→ INSTRUCTIONS TO FOLLOW
List every line below that contains the string "adult", treating uppercase and lowercase letters as different.

→ MATERIAL FOR THIS TASK
***

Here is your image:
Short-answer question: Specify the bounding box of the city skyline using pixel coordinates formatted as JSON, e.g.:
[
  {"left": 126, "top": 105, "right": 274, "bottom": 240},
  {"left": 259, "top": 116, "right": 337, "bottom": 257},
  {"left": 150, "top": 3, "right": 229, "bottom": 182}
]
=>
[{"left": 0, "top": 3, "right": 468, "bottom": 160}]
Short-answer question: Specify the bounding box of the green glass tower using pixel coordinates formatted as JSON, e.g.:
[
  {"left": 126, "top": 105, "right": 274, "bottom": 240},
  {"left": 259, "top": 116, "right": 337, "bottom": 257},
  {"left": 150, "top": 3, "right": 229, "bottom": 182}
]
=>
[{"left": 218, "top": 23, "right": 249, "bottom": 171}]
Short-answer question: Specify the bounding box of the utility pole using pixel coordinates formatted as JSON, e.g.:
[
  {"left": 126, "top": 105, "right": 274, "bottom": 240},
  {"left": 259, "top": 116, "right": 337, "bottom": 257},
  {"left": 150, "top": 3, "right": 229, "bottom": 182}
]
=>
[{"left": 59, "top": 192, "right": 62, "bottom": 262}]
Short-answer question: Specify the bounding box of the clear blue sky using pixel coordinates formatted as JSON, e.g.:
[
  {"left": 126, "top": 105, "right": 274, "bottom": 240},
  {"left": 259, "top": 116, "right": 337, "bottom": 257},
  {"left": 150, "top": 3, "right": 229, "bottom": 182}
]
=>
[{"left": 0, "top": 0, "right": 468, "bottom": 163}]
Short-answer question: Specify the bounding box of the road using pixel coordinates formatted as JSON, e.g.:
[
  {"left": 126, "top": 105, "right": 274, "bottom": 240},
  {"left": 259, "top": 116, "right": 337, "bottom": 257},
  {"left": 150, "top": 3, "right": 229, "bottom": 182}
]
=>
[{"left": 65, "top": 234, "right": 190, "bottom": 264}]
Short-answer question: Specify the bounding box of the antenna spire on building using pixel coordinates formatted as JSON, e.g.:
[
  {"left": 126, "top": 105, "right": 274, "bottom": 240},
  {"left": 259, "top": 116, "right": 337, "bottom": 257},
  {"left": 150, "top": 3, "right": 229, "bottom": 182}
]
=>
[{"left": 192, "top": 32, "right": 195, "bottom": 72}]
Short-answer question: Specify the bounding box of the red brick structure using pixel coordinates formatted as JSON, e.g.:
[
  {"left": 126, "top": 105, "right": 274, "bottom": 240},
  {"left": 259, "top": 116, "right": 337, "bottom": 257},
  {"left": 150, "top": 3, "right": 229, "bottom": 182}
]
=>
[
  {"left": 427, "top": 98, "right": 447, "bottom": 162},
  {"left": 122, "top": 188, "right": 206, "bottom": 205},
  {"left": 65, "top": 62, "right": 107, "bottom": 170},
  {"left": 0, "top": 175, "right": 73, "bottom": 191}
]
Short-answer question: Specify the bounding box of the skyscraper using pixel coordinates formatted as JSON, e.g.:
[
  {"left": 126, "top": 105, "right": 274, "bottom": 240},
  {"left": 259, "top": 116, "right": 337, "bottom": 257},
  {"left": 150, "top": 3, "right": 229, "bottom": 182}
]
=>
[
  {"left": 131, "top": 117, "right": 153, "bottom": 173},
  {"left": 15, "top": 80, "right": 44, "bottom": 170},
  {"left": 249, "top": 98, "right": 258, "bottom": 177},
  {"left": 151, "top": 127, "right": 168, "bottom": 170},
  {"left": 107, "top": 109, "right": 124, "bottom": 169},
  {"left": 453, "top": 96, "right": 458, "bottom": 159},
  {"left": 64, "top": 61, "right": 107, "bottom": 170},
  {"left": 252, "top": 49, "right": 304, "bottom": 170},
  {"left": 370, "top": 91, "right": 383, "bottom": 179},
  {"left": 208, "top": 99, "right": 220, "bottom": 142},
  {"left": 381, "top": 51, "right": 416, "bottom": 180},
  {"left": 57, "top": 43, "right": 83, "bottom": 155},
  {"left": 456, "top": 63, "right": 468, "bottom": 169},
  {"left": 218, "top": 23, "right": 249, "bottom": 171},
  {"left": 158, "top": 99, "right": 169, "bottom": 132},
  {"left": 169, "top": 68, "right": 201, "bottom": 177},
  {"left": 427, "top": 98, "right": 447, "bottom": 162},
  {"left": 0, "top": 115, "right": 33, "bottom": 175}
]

***

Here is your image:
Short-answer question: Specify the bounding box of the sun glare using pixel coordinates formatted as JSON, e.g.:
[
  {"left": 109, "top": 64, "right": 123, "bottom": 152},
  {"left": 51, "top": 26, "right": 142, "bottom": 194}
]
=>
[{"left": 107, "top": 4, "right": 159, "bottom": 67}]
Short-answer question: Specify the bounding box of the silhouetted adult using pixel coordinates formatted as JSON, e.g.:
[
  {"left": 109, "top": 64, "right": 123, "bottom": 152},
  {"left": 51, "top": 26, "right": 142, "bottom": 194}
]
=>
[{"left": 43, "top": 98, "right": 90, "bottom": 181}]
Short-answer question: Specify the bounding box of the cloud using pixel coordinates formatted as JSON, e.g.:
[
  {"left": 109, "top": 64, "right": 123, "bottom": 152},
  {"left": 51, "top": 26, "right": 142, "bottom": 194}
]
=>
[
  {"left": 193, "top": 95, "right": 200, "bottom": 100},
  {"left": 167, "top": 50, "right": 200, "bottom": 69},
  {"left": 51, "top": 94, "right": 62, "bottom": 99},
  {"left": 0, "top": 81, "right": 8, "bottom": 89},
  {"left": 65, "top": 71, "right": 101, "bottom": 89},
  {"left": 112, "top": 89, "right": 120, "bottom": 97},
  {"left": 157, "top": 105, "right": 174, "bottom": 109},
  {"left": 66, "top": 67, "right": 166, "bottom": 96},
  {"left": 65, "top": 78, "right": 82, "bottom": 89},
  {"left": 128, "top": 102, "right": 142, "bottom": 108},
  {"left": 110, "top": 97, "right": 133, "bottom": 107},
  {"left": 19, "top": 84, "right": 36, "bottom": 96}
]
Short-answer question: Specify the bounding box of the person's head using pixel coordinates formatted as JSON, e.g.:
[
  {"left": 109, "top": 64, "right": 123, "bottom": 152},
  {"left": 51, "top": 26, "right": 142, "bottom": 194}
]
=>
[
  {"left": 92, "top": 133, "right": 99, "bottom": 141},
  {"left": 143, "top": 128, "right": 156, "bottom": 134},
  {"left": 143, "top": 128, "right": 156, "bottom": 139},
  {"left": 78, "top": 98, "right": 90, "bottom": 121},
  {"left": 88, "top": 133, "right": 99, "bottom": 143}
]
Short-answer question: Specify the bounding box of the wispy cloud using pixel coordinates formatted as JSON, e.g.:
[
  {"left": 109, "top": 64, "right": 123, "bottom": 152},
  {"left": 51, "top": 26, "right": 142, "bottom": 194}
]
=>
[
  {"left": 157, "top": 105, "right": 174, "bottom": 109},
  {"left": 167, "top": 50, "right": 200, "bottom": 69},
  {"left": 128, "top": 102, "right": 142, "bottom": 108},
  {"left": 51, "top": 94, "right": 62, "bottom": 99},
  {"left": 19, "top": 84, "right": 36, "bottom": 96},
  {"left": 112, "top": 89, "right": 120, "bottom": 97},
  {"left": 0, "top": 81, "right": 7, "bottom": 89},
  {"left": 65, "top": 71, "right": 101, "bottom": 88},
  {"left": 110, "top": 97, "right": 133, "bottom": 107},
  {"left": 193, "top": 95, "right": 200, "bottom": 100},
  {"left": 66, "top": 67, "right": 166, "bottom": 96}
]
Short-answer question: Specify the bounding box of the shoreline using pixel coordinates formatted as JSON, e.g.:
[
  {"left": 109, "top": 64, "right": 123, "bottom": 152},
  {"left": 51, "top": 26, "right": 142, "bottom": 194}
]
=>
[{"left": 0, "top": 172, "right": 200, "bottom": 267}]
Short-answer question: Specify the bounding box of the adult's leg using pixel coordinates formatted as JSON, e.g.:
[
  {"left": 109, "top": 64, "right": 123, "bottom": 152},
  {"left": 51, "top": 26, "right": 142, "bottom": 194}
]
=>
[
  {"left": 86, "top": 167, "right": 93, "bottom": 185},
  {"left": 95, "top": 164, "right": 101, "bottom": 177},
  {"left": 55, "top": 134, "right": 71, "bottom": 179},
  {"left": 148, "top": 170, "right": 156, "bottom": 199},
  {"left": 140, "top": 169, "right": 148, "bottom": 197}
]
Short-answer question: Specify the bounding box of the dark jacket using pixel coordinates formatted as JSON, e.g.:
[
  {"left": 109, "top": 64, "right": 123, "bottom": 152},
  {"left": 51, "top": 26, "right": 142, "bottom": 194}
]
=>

***

→ SOLVED PROBLEM
Short-answer question: Specify the bounding box of the silhouetted adult using pixel coordinates formatted as JSON, e.g.:
Short-answer question: Specify the bounding box of the adult's leg using pixel coordinates formatted as JSON, e.g.:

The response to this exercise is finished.